TASK DESCRIPTION:
Starting from the line containing "Please put a point on the tall cabinet", write out every remaining line exactly, the last one included.

Dataset records:
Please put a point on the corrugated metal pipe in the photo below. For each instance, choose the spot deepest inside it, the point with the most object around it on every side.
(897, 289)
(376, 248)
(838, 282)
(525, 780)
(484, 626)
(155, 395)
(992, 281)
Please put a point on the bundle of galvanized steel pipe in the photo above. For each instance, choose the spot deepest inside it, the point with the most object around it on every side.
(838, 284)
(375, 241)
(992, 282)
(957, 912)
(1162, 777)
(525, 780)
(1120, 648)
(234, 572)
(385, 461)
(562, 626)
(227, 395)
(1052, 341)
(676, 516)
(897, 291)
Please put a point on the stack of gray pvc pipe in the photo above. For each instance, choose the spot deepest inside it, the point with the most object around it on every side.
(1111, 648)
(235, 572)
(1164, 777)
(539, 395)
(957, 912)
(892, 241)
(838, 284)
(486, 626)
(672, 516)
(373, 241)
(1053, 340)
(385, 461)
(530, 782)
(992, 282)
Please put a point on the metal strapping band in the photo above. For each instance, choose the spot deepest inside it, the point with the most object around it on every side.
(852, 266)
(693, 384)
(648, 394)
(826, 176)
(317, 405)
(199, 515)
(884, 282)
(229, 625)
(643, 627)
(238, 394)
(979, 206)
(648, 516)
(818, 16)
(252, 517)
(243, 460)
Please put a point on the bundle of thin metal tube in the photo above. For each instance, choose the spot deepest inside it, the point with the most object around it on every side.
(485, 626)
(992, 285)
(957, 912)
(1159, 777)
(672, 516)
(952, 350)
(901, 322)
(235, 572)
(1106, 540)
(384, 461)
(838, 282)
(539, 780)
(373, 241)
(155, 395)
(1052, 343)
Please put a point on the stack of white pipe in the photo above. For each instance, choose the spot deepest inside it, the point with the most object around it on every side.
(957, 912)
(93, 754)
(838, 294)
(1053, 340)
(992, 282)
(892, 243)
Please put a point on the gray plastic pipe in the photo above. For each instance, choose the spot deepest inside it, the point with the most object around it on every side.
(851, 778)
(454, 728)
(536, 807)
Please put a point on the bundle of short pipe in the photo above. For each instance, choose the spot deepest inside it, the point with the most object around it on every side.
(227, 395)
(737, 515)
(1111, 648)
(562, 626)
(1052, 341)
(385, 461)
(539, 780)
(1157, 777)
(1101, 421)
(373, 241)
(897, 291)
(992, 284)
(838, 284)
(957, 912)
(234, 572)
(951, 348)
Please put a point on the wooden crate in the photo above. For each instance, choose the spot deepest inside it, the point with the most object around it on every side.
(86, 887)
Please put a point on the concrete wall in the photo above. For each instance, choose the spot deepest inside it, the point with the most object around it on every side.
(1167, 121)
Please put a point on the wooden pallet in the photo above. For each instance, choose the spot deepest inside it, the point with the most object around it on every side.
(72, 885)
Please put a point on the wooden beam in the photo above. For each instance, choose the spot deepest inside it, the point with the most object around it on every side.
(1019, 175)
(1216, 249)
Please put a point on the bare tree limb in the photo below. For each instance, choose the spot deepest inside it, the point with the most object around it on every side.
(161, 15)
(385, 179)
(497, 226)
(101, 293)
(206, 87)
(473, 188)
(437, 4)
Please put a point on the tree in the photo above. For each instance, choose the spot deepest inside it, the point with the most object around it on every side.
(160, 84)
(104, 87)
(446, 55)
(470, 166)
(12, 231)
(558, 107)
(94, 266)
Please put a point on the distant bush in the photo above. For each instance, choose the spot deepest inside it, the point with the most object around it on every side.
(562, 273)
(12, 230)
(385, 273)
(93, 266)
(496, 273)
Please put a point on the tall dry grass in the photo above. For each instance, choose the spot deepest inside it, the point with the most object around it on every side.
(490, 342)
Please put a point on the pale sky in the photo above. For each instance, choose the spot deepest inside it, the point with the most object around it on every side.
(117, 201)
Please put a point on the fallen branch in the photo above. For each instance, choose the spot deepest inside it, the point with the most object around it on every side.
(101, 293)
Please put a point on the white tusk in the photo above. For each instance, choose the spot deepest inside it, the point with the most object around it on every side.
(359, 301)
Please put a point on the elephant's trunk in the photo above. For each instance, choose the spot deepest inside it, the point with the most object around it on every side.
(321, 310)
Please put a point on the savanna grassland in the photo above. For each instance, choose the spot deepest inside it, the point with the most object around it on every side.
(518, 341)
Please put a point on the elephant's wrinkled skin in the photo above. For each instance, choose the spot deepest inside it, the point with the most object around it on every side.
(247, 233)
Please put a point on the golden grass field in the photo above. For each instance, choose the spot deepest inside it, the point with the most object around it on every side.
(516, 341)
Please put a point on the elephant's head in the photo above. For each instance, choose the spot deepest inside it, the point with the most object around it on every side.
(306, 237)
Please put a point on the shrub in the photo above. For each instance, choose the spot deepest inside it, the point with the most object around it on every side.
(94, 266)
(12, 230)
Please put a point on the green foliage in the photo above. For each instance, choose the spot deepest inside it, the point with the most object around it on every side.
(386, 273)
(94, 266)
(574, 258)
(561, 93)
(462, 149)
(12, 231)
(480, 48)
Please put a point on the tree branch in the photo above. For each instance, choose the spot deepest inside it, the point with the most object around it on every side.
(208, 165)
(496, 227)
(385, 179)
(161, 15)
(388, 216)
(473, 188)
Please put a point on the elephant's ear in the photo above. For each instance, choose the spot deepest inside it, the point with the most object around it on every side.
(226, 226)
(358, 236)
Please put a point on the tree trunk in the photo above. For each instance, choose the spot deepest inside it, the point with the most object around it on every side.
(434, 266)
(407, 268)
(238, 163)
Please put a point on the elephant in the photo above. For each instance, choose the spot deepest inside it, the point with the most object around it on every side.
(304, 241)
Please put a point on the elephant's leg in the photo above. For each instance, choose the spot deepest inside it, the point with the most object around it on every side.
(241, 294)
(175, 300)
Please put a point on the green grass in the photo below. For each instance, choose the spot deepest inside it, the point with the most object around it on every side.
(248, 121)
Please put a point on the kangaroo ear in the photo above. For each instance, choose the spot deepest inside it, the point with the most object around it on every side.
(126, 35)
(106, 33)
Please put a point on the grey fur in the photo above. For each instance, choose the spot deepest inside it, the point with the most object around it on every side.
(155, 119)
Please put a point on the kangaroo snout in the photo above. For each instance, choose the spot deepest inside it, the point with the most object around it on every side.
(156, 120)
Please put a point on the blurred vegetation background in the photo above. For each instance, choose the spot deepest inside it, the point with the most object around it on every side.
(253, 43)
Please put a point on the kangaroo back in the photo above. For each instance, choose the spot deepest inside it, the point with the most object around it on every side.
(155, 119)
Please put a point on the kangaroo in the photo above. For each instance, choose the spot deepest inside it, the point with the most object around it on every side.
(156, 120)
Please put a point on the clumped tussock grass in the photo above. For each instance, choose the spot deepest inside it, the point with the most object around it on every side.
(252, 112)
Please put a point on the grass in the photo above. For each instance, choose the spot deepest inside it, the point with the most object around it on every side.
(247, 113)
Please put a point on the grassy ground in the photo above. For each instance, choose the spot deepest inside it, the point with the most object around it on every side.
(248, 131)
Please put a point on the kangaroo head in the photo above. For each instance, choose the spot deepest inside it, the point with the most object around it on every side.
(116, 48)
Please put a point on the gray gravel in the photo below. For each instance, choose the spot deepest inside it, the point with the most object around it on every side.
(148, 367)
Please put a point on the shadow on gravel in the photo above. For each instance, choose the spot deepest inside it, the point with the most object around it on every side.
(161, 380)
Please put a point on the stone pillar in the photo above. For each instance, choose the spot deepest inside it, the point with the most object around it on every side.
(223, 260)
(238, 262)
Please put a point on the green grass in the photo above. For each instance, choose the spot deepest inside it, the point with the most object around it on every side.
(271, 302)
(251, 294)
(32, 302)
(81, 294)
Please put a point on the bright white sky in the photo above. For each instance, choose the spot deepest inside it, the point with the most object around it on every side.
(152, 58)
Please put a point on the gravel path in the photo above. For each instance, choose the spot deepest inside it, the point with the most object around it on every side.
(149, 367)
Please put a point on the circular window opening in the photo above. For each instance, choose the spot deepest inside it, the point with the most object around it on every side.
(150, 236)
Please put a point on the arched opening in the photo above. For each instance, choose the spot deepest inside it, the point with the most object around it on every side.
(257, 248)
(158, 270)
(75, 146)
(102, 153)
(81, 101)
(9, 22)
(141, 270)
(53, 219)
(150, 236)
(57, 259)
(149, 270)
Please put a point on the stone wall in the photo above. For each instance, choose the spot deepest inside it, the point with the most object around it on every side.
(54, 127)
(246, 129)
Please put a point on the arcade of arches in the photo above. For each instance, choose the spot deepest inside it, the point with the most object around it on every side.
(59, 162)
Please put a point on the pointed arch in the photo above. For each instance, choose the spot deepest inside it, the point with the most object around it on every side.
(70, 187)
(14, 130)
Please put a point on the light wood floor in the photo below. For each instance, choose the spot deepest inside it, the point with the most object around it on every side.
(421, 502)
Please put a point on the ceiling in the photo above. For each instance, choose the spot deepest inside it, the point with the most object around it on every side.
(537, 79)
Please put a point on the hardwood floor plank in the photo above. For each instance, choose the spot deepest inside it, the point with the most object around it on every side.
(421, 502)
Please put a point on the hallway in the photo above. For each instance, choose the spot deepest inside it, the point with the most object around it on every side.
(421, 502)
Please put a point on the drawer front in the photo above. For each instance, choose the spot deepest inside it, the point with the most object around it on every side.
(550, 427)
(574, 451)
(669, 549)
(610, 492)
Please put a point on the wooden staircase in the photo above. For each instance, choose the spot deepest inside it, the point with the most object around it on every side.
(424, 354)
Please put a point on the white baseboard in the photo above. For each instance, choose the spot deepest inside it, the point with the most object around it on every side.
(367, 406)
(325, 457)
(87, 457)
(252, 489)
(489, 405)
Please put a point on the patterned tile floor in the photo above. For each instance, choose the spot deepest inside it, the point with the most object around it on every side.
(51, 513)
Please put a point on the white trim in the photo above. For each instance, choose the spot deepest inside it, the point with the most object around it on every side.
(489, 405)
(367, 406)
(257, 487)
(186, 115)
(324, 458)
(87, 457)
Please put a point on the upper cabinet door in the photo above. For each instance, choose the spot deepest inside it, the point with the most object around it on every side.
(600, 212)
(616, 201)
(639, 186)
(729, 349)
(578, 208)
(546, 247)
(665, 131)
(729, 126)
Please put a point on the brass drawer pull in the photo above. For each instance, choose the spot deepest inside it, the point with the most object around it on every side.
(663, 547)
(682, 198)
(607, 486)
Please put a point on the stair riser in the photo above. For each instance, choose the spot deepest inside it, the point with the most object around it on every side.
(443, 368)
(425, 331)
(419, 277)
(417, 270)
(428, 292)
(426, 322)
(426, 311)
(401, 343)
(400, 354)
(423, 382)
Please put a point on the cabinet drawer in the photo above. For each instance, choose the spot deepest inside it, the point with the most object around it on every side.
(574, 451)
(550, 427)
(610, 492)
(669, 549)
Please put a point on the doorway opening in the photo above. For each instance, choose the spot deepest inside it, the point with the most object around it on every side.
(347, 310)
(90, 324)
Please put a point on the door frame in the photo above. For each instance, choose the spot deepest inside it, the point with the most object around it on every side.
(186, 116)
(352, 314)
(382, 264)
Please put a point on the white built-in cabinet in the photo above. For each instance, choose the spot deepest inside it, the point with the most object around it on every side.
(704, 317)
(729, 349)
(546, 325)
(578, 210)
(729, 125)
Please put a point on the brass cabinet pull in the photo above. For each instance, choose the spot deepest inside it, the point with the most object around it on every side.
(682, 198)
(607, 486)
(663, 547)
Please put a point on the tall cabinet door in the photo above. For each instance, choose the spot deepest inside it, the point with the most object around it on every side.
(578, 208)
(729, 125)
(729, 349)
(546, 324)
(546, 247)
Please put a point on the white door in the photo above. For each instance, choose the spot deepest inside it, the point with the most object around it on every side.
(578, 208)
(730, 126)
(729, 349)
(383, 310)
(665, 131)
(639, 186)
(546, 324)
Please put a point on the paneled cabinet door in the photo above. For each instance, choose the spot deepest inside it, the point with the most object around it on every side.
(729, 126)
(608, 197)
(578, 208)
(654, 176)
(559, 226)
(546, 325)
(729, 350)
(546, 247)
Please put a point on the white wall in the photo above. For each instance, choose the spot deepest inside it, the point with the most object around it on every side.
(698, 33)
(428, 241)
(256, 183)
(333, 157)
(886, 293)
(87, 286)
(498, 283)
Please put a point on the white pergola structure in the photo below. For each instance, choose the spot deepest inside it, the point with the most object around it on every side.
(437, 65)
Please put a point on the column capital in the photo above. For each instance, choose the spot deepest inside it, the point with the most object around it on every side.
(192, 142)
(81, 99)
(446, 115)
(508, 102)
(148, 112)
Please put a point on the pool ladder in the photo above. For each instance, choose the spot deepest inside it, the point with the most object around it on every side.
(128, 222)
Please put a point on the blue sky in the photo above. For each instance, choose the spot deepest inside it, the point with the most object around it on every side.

RESULT BELOW:
Please put a point on the tall cabinet door in the photo above. For each instance, choose the spot deepest inside it, the point with the most object around it on every side.
(578, 208)
(729, 125)
(729, 349)
(546, 324)
(546, 247)
Please put a point on the white door in the photo above. For each instance, choose the spot deepest inside it, the point with the most object around it on every side.
(578, 208)
(730, 126)
(729, 349)
(383, 310)
(665, 131)
(639, 186)
(546, 324)
Please put a point on the paneled cabinet door in the photo above. For each instance, choose the spot deepest inside it, the point with the most object around it on every side.
(729, 126)
(608, 197)
(578, 208)
(654, 176)
(559, 226)
(546, 325)
(729, 350)
(546, 247)
Please put a point on the white wall in the photo above. For each instance, choose the spot deepest inside it, the point with the most object around it on every side.
(698, 33)
(428, 241)
(256, 183)
(333, 157)
(886, 293)
(87, 286)
(498, 283)
Please put a point on the white pergola structure in the photo below. For each instance, choose the spot deepest inside it, the point with the most object around it on every side.
(437, 65)
Please put a point on the column capital in the photo above. For each instance, choose the spot deepest inside it, the point with the most object around it on every side.
(192, 142)
(81, 99)
(446, 115)
(508, 102)
(148, 112)
Please put a point on the pool ladder in the photo above. For each instance, choose the spot deepest inside it, the point with the most object around it on every side.
(128, 222)
Please put a point on the blue sky in the photo above. For each instance, choose the spot deepest inside it, the point with the most object around it on every side.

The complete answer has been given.